[Stored dataset items]
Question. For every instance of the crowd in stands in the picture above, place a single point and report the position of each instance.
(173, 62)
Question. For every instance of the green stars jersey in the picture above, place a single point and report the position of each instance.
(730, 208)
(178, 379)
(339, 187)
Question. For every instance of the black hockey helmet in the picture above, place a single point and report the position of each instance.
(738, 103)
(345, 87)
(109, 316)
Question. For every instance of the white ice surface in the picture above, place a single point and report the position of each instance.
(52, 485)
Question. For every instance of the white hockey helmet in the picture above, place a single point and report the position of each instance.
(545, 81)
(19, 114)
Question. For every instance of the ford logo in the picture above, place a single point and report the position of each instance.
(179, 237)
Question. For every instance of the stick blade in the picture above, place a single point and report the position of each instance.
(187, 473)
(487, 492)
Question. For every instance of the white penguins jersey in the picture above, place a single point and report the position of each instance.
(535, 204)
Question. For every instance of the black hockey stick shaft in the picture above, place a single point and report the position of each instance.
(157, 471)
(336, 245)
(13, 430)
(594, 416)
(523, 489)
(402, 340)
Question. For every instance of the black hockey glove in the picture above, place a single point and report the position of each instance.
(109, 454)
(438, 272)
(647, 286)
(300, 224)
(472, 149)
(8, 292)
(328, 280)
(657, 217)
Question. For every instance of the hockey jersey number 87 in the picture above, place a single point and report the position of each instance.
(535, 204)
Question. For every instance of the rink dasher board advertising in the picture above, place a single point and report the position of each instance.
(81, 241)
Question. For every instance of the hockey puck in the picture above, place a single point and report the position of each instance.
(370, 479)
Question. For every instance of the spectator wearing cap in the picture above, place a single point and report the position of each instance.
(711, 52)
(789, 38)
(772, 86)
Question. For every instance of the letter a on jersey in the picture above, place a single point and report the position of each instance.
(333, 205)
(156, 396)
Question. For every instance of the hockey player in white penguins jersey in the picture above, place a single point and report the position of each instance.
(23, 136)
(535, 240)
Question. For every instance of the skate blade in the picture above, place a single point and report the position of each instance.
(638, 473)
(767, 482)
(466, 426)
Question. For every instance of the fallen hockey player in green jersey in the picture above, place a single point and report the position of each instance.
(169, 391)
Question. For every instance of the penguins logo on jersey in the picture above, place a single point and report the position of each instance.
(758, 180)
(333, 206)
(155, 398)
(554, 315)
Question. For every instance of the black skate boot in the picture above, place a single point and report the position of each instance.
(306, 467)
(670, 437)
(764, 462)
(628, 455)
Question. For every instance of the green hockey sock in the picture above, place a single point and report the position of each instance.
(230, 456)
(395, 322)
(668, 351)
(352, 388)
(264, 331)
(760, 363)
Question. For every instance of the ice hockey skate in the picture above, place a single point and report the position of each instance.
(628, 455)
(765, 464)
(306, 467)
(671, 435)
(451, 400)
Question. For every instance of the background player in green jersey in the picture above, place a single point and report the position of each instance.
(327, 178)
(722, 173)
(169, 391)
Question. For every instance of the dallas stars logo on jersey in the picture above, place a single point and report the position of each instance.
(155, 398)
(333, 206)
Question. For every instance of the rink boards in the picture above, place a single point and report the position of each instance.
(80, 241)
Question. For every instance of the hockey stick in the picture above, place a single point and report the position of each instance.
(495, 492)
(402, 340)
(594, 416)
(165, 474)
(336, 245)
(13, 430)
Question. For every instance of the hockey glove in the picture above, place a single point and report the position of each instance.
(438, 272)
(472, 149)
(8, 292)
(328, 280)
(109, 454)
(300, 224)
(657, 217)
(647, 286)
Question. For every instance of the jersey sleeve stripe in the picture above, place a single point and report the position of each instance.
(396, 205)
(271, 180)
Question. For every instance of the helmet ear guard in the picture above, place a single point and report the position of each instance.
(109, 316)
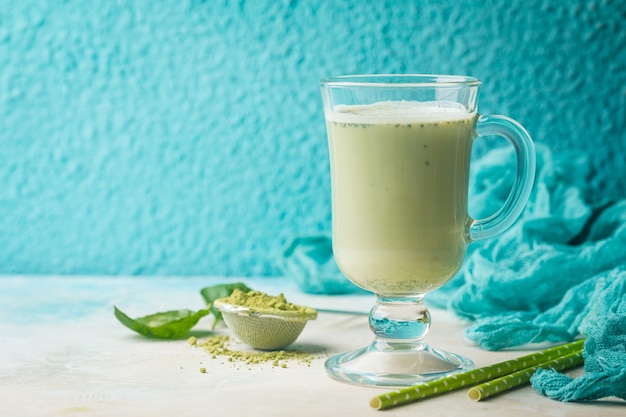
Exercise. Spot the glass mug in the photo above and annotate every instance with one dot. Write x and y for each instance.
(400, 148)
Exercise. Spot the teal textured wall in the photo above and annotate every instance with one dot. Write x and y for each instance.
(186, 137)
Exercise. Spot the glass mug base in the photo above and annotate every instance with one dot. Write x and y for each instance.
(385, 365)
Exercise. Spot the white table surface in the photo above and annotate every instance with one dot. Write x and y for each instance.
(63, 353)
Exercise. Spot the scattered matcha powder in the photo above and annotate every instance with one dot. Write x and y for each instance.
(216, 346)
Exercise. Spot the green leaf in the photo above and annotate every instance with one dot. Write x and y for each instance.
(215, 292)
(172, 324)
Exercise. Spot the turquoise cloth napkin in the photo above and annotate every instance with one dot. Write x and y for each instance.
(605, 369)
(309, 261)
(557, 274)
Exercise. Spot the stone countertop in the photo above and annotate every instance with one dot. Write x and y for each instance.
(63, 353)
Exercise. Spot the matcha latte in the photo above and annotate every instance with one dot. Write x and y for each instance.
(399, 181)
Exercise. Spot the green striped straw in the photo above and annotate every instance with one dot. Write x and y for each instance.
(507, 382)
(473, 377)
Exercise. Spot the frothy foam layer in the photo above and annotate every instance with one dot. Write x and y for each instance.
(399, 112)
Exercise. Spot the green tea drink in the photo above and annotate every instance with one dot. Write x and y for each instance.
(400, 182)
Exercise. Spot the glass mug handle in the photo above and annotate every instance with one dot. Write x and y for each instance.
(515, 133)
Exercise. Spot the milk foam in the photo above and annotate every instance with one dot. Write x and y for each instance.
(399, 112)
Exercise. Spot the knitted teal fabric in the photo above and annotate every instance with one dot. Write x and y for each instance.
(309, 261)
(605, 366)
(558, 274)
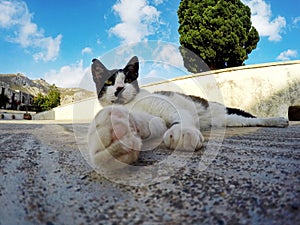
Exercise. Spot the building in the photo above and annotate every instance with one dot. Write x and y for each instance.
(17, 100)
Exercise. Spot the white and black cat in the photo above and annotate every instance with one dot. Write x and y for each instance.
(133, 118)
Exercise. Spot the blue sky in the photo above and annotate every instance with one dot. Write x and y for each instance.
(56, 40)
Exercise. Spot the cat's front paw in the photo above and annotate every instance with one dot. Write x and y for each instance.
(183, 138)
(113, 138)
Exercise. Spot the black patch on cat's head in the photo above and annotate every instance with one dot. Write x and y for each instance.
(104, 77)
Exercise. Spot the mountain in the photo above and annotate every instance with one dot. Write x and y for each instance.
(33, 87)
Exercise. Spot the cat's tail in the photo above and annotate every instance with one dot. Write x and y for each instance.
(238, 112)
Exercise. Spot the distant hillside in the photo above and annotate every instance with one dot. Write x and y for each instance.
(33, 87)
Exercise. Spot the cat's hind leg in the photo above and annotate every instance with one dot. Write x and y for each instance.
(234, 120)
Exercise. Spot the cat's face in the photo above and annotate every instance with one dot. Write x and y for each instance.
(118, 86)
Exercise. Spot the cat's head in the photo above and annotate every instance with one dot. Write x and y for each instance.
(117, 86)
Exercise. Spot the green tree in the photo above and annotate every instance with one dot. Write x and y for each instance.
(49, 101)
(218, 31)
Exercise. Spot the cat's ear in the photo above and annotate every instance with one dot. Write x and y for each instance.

...

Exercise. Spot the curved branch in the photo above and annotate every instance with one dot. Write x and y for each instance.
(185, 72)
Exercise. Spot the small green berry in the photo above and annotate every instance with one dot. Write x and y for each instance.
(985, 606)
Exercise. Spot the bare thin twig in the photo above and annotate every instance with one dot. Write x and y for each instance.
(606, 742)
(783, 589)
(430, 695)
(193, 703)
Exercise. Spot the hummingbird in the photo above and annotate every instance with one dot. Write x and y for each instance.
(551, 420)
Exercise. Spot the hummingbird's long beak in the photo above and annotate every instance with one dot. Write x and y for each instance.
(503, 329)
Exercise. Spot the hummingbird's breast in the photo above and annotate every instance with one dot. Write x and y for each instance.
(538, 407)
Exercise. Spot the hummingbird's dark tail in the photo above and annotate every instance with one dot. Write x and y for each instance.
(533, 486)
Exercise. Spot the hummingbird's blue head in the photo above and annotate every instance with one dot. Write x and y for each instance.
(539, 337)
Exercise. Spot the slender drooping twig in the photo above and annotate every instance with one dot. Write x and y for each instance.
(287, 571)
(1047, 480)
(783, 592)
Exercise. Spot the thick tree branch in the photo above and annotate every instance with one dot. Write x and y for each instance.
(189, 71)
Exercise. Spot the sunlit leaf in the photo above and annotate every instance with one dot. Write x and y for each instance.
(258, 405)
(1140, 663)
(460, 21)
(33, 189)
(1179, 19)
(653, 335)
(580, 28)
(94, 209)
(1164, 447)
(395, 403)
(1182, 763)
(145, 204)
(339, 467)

TASK GOAL: From the entries above, restate word for word the lines from the line containing "Exercise. Spot the cat's face" to the line containing "Exercise. Spot the cat's ear", both ends included, and nothing more.

WRITTEN SOLUTION:
Exercise. Spot the cat's face in the photo above and annotate every instance with one dot. Write x and y for each instance.
(118, 86)
Exercise. Spot the cat's head in the photo above and annotate every instance with one dot. Write x and y for each instance.
(117, 86)
Exercise. Spot the green tree in the photo above and annotate every instance with one dot. Write x and y for each instance.
(49, 101)
(218, 31)
Exercise. Spot the cat's ear in the photo above and annotate every instance with one dot. Write x and y for each instance.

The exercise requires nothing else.